**Text under study**:
[Start of Attachment]
Reproducibility Index

Notice: The reproducibility variables underlying each score are classified using an automated LLM-based pipeline, validated against a manually labeled dataset. LLM-based classification introduces uncertainty and potential bias; scores should be interpreted as estimates. Full accuracy metrics and methodology are described in Coakley et alK. L. Coakley, T. Snelleman, H. Hoos, and O. E. Gundersen, "The embrace of open science: An analysis of a decade of AI research and 56 800 conference papers," Under Review, 2026..

Bitrate-Constrained DRO: Beyond Worst Case Robustness To Unknown Group Shifts

Authors: Amrith Setlur, Don Dennis, Benjamin Eysenbach, Aditi Raghunathan, Chelsea Finn, Virginia Smith, Sergey Levine

ICLR 2023 | Venue PDF | LLM Run Details

Reproducibility Variable	Result	LLM Response
Research Type	Experimental	6 EXPERIMENTS Our experiments aim to evaluate the performance of BR-DRO and compare it with ERM and group shift robustness methods that do not require group annotations for training examples. We conduct empirical analyses along the following axes: (i) worst group performance on datasets that exhibit known spurious correlations; (ii) robustness to random label noise in the training data; (iii) average performance on hybrid covariate shift datasets with unspecified groups; and (iv) accuracy in identifying minority groups. See Appendix B for additional experiments and details3. ... Table 1 compares the average and worst group accuracy for BR-DRO with ERM and four group shift robustness baselines...
[End of Attachment]
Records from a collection
[Start of Attachment]
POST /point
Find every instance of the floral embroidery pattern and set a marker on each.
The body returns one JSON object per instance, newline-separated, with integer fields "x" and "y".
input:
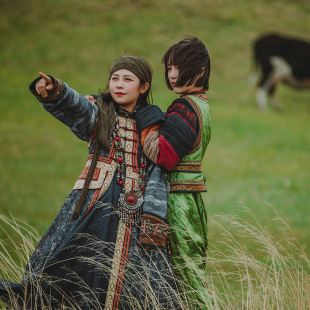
{"x": 153, "y": 231}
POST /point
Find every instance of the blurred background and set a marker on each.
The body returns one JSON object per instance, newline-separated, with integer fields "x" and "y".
{"x": 260, "y": 160}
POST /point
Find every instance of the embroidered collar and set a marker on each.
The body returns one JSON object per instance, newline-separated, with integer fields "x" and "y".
{"x": 194, "y": 93}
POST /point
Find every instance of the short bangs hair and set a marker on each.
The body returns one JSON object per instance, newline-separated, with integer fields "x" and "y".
{"x": 193, "y": 60}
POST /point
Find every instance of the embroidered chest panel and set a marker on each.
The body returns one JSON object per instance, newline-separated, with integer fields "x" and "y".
{"x": 106, "y": 166}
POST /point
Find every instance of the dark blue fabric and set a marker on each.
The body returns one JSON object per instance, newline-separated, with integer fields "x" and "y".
{"x": 74, "y": 257}
{"x": 149, "y": 115}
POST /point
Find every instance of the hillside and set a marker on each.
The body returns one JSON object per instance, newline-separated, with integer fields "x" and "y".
{"x": 253, "y": 159}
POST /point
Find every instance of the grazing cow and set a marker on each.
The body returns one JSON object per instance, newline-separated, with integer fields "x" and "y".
{"x": 281, "y": 59}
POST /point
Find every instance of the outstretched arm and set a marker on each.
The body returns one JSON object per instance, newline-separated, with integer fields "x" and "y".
{"x": 64, "y": 103}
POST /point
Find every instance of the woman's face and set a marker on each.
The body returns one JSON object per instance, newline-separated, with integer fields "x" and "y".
{"x": 125, "y": 89}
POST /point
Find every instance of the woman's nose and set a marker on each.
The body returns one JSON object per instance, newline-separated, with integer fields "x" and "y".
{"x": 119, "y": 84}
{"x": 173, "y": 74}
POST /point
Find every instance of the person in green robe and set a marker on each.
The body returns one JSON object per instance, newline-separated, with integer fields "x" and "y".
{"x": 178, "y": 144}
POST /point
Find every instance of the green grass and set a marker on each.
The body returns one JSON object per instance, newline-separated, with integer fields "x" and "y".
{"x": 253, "y": 159}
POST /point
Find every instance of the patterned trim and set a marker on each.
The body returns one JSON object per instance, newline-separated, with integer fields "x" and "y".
{"x": 197, "y": 143}
{"x": 119, "y": 245}
{"x": 153, "y": 231}
{"x": 52, "y": 94}
{"x": 187, "y": 186}
{"x": 84, "y": 173}
{"x": 188, "y": 166}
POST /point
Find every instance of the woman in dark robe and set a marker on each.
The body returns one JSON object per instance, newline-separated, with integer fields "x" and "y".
{"x": 106, "y": 248}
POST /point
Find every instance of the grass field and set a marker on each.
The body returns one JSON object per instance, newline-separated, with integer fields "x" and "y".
{"x": 253, "y": 159}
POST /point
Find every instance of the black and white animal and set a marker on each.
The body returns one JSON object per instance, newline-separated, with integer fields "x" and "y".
{"x": 281, "y": 59}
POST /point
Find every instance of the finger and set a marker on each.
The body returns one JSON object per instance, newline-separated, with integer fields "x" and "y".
{"x": 37, "y": 87}
{"x": 45, "y": 77}
{"x": 49, "y": 87}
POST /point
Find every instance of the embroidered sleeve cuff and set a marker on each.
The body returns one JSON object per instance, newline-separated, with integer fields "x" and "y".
{"x": 148, "y": 116}
{"x": 52, "y": 94}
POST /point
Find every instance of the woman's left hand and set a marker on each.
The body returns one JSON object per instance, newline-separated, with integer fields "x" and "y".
{"x": 44, "y": 84}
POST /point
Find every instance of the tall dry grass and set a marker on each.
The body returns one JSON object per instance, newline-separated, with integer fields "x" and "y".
{"x": 274, "y": 276}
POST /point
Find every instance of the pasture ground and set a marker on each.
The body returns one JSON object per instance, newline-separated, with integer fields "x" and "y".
{"x": 253, "y": 159}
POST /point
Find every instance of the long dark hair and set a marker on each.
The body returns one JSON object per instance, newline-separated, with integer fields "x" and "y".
{"x": 193, "y": 60}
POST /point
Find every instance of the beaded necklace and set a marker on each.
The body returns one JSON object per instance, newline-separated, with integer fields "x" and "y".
{"x": 129, "y": 207}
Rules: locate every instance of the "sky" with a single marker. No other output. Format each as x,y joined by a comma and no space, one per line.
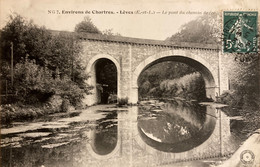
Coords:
166,21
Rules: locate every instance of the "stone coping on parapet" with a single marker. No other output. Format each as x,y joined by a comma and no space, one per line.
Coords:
138,41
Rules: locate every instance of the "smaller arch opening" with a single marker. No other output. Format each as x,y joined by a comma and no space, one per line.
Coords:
106,81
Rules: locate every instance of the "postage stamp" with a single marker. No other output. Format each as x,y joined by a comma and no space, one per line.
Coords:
240,31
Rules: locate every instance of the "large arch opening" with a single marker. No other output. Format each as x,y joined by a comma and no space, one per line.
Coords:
104,72
175,76
208,74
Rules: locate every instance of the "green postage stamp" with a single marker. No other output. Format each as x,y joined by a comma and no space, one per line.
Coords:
240,32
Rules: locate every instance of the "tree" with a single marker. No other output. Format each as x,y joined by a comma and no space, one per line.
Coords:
37,51
205,29
87,26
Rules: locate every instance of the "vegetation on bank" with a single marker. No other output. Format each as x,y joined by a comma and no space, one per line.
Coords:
45,65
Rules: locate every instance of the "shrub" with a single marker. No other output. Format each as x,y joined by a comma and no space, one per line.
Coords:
65,105
122,101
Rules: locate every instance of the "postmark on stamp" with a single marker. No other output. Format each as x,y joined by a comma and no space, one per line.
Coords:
240,32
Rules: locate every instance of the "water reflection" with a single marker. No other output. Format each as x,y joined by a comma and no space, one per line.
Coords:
148,135
175,126
104,136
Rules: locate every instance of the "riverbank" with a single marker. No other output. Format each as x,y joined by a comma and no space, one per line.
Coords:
21,112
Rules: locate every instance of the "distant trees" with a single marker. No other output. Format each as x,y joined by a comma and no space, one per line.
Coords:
44,64
87,26
205,29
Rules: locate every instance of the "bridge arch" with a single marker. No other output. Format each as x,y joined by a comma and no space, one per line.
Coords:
90,70
209,74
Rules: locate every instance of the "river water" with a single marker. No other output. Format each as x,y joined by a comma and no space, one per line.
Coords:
151,134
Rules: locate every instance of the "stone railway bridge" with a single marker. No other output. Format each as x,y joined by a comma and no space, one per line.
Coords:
131,56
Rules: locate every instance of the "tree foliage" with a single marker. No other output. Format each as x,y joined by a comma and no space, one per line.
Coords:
87,26
45,63
204,29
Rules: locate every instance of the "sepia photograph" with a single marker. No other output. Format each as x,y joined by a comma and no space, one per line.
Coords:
129,83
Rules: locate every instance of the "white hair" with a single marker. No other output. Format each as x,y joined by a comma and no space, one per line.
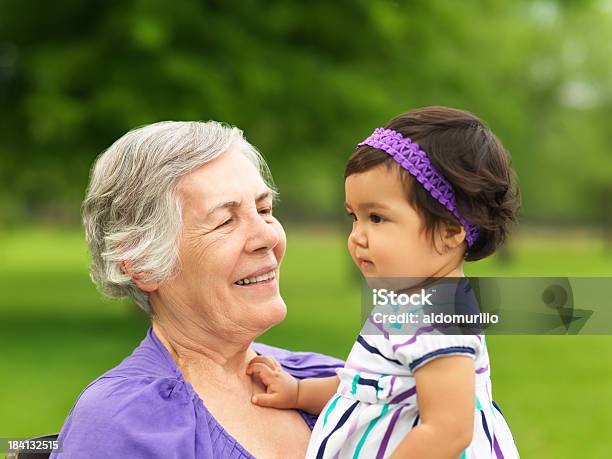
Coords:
131,212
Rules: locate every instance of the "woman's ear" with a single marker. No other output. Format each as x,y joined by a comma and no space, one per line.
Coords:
138,278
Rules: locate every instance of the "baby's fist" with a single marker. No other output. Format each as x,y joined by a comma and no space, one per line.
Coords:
281,387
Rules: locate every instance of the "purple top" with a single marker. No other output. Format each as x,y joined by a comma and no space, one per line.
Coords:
143,408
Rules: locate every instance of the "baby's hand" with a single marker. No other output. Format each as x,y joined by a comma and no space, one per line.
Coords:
281,387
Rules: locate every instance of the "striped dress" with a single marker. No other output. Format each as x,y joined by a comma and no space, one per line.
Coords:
376,403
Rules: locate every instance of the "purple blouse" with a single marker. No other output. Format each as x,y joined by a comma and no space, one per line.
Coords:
143,408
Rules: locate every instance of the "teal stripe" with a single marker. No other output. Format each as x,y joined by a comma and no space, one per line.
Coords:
355,382
332,405
367,432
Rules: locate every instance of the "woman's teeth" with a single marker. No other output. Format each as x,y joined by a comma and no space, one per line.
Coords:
253,280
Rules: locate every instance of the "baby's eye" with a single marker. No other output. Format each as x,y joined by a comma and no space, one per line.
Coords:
374,218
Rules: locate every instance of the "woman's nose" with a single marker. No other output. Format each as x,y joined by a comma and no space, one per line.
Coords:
261,235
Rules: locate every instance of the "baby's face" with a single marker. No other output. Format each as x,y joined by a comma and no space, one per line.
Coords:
388,237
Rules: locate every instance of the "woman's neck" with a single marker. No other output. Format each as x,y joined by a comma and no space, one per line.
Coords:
197,352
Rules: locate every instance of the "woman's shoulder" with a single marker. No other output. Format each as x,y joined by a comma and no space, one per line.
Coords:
125,411
301,364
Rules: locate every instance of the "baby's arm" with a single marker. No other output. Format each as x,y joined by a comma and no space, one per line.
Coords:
284,391
445,395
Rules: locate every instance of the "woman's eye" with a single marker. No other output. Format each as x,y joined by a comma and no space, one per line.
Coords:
376,218
225,223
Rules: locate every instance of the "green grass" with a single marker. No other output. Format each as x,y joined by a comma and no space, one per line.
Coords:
58,334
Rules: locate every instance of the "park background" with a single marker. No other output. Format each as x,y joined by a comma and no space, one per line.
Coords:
305,81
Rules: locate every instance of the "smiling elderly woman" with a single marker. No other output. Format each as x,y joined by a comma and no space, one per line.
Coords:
178,216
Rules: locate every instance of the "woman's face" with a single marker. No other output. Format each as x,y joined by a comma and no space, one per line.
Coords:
230,250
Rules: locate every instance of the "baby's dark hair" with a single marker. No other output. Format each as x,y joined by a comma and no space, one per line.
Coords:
471,158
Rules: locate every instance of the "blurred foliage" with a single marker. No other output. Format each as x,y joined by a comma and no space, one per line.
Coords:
305,81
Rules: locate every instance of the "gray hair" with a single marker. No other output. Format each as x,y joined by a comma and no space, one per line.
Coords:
131,212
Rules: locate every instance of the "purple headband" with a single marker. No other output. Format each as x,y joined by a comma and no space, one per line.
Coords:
410,156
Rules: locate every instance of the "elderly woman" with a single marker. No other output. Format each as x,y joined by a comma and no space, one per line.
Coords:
178,217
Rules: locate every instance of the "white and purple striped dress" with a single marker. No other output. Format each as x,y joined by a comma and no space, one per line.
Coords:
376,403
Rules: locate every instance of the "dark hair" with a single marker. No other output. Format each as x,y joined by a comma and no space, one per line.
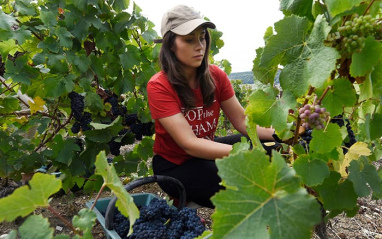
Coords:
172,67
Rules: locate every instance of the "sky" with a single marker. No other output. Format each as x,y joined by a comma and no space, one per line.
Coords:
242,22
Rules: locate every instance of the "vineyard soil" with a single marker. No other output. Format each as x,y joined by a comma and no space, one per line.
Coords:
367,224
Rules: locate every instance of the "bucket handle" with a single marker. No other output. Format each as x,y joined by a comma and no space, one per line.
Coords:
109,215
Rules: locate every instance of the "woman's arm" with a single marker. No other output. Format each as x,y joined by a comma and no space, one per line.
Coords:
179,129
236,115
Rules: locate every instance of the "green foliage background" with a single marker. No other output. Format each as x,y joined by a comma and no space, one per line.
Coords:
51,48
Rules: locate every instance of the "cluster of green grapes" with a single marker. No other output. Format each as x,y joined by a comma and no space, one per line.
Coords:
355,31
313,116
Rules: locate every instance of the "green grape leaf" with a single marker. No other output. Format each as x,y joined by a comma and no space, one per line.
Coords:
85,220
55,86
9,105
24,7
81,29
127,164
7,47
20,71
125,202
337,194
266,75
6,21
29,230
341,94
376,126
120,5
376,80
365,176
278,50
326,141
82,62
312,170
307,60
62,236
314,64
21,35
297,7
130,58
64,36
266,110
25,200
335,7
94,102
64,149
48,18
364,62
265,197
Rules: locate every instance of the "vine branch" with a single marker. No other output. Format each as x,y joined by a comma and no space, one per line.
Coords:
50,208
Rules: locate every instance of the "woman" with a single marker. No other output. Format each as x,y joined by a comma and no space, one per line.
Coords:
185,99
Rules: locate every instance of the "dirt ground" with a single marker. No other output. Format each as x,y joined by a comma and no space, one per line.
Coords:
367,224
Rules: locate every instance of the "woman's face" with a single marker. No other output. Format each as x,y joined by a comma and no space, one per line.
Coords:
190,49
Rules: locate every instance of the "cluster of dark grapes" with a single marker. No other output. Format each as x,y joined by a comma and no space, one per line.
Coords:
82,119
305,138
116,109
355,31
130,121
136,127
313,116
350,139
159,220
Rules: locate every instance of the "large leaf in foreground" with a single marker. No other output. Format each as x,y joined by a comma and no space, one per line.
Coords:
24,201
125,202
262,199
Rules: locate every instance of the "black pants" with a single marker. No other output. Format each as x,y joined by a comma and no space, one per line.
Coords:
198,176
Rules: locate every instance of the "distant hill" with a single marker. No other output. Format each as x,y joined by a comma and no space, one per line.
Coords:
246,76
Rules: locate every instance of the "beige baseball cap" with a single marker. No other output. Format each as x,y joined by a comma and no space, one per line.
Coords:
182,20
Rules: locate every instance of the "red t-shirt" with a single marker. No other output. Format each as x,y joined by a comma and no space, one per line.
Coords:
164,102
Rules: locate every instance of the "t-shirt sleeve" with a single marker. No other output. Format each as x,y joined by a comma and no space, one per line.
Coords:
223,84
163,102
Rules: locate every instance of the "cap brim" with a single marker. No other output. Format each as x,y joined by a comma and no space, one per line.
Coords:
188,27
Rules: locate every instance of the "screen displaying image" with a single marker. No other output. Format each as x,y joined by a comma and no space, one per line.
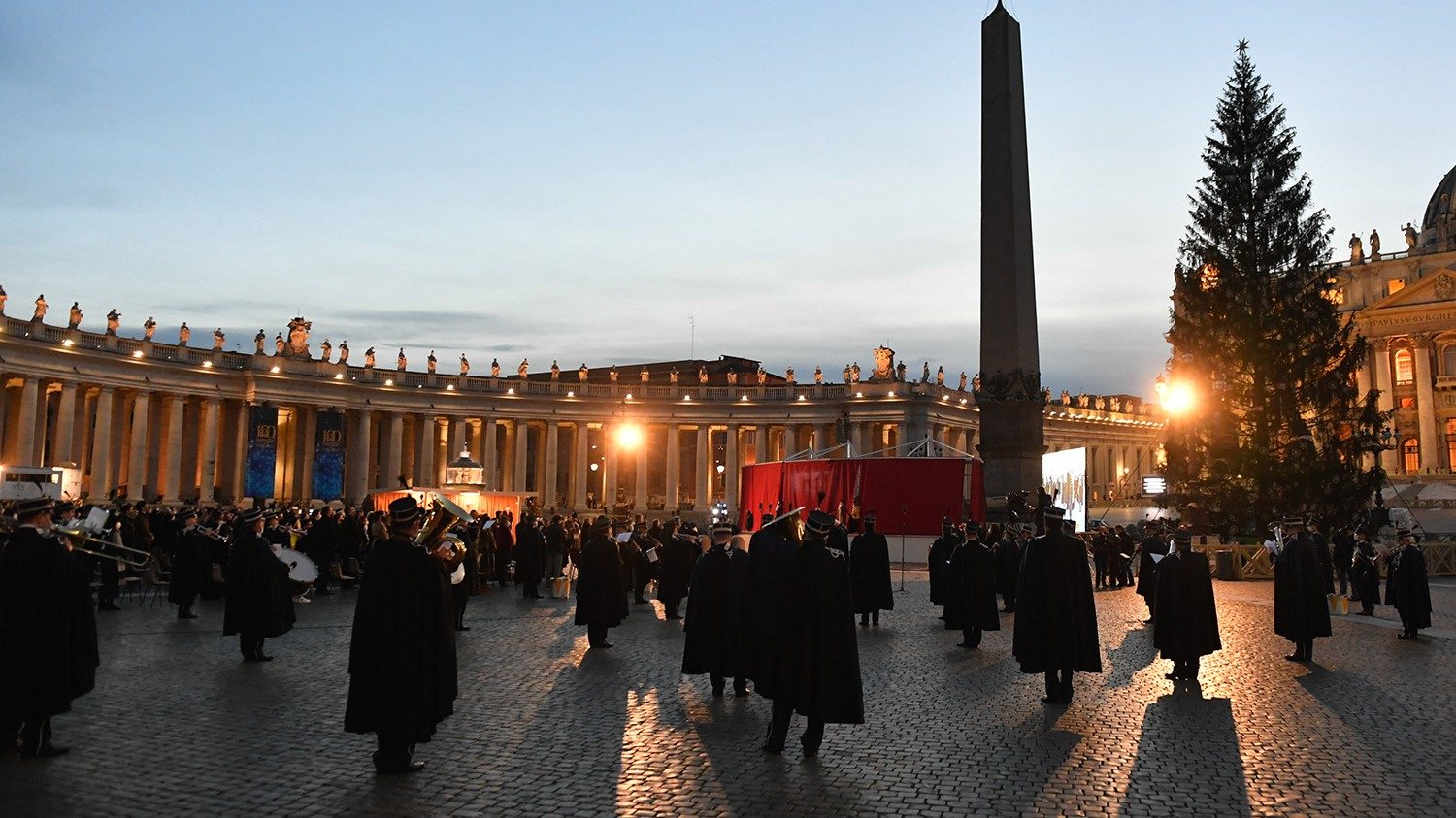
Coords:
1065,476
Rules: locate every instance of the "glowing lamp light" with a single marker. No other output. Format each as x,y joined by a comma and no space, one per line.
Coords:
629,436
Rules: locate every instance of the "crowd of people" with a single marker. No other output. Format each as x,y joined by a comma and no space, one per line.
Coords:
775,605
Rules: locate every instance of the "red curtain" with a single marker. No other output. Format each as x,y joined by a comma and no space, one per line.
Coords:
910,495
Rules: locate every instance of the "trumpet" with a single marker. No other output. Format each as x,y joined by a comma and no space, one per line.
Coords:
81,535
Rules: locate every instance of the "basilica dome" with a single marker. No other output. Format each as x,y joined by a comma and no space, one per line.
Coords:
1440,213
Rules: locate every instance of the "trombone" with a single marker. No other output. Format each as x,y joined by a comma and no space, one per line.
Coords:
81,535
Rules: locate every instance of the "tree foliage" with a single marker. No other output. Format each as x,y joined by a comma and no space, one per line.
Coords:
1277,424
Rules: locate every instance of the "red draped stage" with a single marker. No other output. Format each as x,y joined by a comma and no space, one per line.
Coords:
910,495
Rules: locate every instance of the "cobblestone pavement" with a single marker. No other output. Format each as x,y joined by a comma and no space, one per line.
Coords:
181,727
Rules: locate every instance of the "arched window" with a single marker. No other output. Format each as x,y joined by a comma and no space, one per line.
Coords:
1411,456
1404,367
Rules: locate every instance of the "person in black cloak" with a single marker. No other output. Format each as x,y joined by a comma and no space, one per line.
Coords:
675,568
818,663
1414,590
1301,608
973,590
1153,543
940,562
259,602
191,564
1056,617
870,573
1365,573
530,562
1008,564
49,651
402,652
712,642
602,584
771,555
1187,622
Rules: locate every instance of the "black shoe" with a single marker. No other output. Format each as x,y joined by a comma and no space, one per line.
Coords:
399,770
44,751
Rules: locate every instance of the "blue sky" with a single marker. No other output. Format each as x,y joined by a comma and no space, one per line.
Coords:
576,180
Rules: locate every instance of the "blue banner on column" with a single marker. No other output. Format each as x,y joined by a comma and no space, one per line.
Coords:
328,456
262,451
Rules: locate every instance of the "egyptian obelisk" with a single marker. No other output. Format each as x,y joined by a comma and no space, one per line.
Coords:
1009,392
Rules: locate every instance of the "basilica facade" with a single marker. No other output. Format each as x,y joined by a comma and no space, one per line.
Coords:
182,424
1404,303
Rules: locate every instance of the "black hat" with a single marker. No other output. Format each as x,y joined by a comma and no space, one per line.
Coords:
818,523
32,507
402,511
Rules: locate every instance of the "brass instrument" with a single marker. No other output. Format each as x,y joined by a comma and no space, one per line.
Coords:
81,535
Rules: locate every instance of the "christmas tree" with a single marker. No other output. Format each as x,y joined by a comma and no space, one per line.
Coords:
1261,360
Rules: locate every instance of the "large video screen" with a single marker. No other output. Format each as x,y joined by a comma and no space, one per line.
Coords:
1065,476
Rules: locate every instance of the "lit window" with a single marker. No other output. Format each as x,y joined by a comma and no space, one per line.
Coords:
1411,454
1404,367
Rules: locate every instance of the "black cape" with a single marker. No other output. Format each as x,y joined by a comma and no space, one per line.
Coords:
47,628
1056,617
675,567
771,558
1301,610
402,654
818,666
259,602
602,585
1412,590
940,565
1185,620
191,565
712,628
973,588
1147,568
870,573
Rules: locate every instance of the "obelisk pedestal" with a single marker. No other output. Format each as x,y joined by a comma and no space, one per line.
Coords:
1009,392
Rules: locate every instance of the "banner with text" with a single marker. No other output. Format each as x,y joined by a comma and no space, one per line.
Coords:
328,457
262,451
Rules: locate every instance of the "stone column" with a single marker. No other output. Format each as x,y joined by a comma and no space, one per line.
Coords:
209,459
549,488
731,469
488,454
101,444
140,425
673,469
1426,402
393,453
523,433
425,440
177,405
25,424
1389,459
64,424
704,488
579,469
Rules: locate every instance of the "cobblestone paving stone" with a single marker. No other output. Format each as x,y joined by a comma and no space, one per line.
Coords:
181,727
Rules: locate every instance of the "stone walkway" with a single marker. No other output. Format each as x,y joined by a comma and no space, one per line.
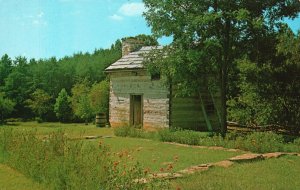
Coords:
244,158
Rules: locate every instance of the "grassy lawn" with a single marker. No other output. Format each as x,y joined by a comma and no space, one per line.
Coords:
72,130
10,179
156,155
151,154
282,173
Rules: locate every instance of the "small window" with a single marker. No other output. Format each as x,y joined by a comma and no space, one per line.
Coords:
155,76
210,108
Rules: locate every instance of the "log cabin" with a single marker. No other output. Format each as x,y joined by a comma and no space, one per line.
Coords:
140,99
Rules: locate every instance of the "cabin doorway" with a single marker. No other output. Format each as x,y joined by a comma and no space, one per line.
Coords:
136,110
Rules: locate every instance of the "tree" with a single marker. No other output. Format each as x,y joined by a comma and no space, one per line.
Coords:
99,96
18,86
62,107
211,35
6,107
40,103
81,104
5,68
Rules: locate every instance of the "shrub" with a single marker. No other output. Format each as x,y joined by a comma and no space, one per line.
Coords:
[End of Attachment]
**What to work on**:
**1.** On the reproducibility index page, at which venue and year did the paper on bitrate-constrained DRO appear?
**2.** Please repeat the stretch of the reproducibility index page from "Reproducibility Index" through "Under Review, 2026..", word for word.
You can leave the rows aside; they are not needed.

**Answers provided**:
**1.** ICLR 2023

**2.**
Reproducibility Index

Notice: The reproducibility variables underlying each score are classified using an automated LLM-based pipeline, validated against a manually labeled dataset. LLM-based classification introduces uncertainty and potential bias; scores should be interpreted as estimates. Full accuracy metrics and methodology are described in Coakley et alK. L. Coakley, T. Snelleman, H. Hoos, and O. E. Gundersen, "The embrace of open science: An analysis of a decade of AI research and 56 800 conference papers," Under Review, 2026..